* [YOUR OBJECTIVE] Transcribe the whole listing below without changing a word, but leave out every image.

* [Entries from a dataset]
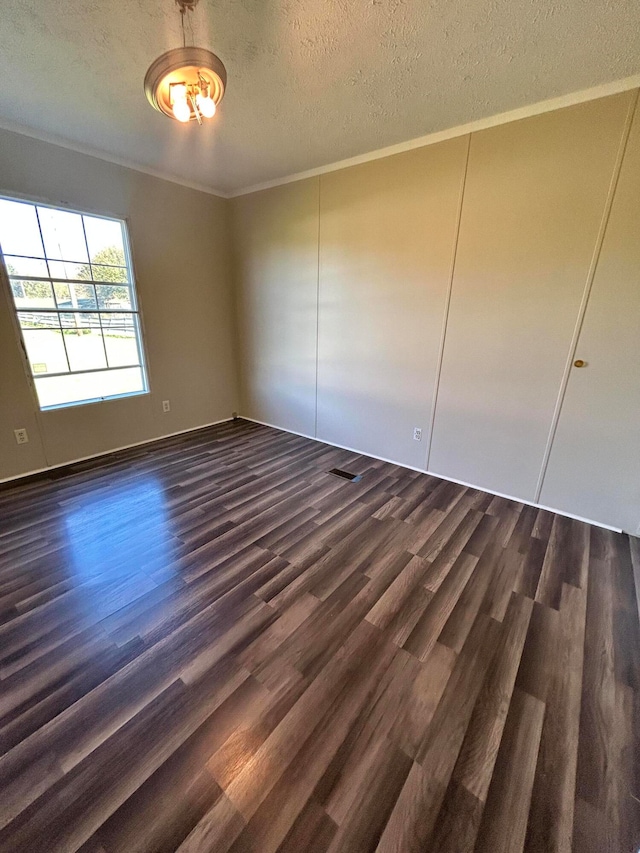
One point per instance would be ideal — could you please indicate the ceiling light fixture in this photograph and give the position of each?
(186, 83)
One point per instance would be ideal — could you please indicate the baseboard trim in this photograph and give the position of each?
(436, 474)
(40, 472)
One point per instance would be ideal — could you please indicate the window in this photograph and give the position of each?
(74, 295)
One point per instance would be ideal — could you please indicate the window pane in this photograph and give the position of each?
(120, 339)
(19, 231)
(104, 238)
(66, 269)
(63, 235)
(85, 348)
(79, 387)
(45, 351)
(75, 295)
(26, 266)
(32, 294)
(113, 296)
(109, 274)
(77, 320)
(41, 320)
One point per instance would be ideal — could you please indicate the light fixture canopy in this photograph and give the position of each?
(186, 83)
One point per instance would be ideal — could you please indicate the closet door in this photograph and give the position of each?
(534, 199)
(594, 467)
(276, 275)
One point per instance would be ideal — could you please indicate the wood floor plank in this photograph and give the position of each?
(211, 643)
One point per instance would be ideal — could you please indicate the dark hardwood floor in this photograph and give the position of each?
(213, 644)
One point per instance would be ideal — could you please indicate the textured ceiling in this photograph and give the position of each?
(310, 81)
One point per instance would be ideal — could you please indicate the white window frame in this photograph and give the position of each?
(133, 310)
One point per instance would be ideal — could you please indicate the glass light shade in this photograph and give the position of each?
(206, 105)
(185, 66)
(177, 92)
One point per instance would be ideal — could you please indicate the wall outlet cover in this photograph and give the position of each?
(21, 436)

* [OUTPUT OF THE TASK]
One point per instance would be ideal — could you please indicate the ceiling light fixture in this photograph and give the position of each?
(186, 83)
One point per instance would be ideal — could you please indicate the baseboard trim in this photograph and give the position of each?
(436, 474)
(40, 472)
One point per instance would be ideal — could you please indicate the window in this photograph and give the position of each?
(74, 295)
One point per instance would be ideal — could you please indicate the window pane in this photograph and give the position of each?
(120, 339)
(19, 231)
(104, 238)
(66, 269)
(63, 235)
(85, 348)
(79, 387)
(45, 351)
(75, 295)
(26, 266)
(32, 294)
(113, 296)
(109, 274)
(77, 320)
(41, 320)
One point per instance would be ideal — could you please indicate the light fixture canopy in this photograph and give the position of each?
(186, 83)
One point per instance would be ideal — could you please indicate the closet door in this photograph and give the position of each?
(534, 199)
(594, 467)
(276, 275)
One point per instance would be ideal — could you please indicate the wood floor plank in this photograph and give the position of each?
(211, 643)
One point per instance would be ideal — could you please indicate the dark hardwood floor in this photograph and give the position of each?
(213, 644)
One point per instance would be ideal — could you please indicate the textured ceiling in this photograph and give the position of each?
(310, 81)
One point per instance would be ideal — could you please indicate the white window frame in this photograph and give the position of each?
(133, 310)
One point per instance would be ideal — could you please indicate the glass light shade in this photograph and give the position of each?
(206, 105)
(185, 66)
(177, 92)
One point per instance would be ideal — could you please indicate the wall outlet cover in this photograph and give the position of each?
(21, 436)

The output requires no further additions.